Compito indicato 1 - Nel testo sul decreto antistupro e sul voto in Sardegna, chi è stato eletto alla presidenza della Regione Sardegna?

Testo fornito -

________________________

Sì al decreto antistupro. Napolitano pronto a firmare

 Venerdì il decreto antistupro sarà pronto. Veltroni: “Ma né demagogia né ronde”. Comunque sono quasi terminate le consultazioni che sempre precedono una nuova legge. E così il ministro Roberto Maroni è salito al Quirinale per illustrare al Presidente della Repubblica lo spirito delle nuove norme, uscendo dal colloquio con un sostanziale via libera. Da Palazzo Chigi sono partite telefonate tranquillizzanti verso il Vaticano. Pertanto gli accusati di stupro non potranno beneficiare della libertà condizionale, ma avranno bisogno di un avvocato a spese dello Stato per le vittime di violenza sessuale, arriveranno nuovi presidi di polizia con relativi stanziamenti, saranno anticipate le norme contenute nel ddl antimolestie che la Camera ha già approvato. Fin qui è scontata una larga convergenza tra maggioranza e opposizione.

Sardegna, centrodestra in vantaggio

 L’ elezione di Cappellacci alla presidenza della Regione Sardegna dal punto di vista politico rappresenta una vittoria di Silvio Berlusconi. Il premier, infatti, ha giocato in prima persona questa campagna elettorale, puntando addirittura su un candidato quasi sconosciuto per una sorta di rinnovamento al di fuori dell’ organizzazione tradizionale del Pdl. E andando avanti malgrado il parere contrario degli alleati, con un Gianfranco Fini pressoché infuriato perché informato a cose fatte della scelta di Cappellacci. Ma, soprattutto, Berlusconi ha vinto sulla linea del decisionismo che lo contraddistingue. La fase cruciale della campagna elettorale è stata occupata dallo scontro con i vertici istituzionali sul decreto legge per Eluana, approvato dal Consiglio dei ministri ma respinto dal Quirinale; e proprio alla vigilia del voto del decreto antistupro, per il quale difficilmente Napolitano potrà contestare i requisiti d’ urgenza.

________________________

Dati archiviati -
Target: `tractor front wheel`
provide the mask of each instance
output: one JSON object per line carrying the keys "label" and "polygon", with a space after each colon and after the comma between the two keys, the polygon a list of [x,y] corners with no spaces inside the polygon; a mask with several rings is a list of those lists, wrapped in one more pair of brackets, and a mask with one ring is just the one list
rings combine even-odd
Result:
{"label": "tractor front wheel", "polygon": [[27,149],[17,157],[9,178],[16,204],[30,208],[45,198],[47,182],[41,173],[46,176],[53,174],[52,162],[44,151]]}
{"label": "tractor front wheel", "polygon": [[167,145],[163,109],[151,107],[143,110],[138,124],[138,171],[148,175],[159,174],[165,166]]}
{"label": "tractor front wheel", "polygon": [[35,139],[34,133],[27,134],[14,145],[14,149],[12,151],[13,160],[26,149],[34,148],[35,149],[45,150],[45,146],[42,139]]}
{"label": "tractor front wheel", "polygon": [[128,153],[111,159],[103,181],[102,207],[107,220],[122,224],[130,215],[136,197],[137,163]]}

________________________

Compito indicato 2 - Per favore, disponi come elenco numerato le righe delle voci dall'inizio delle voci fino alla riga con "provide the mask of each instance", entrambe incluse, tralasciando le righe vuote.

Risposta completa 1 - Cappellacci.

Risposta completa 2 -
1. Target: `tractor front wheel`
2. provide the mask of each instance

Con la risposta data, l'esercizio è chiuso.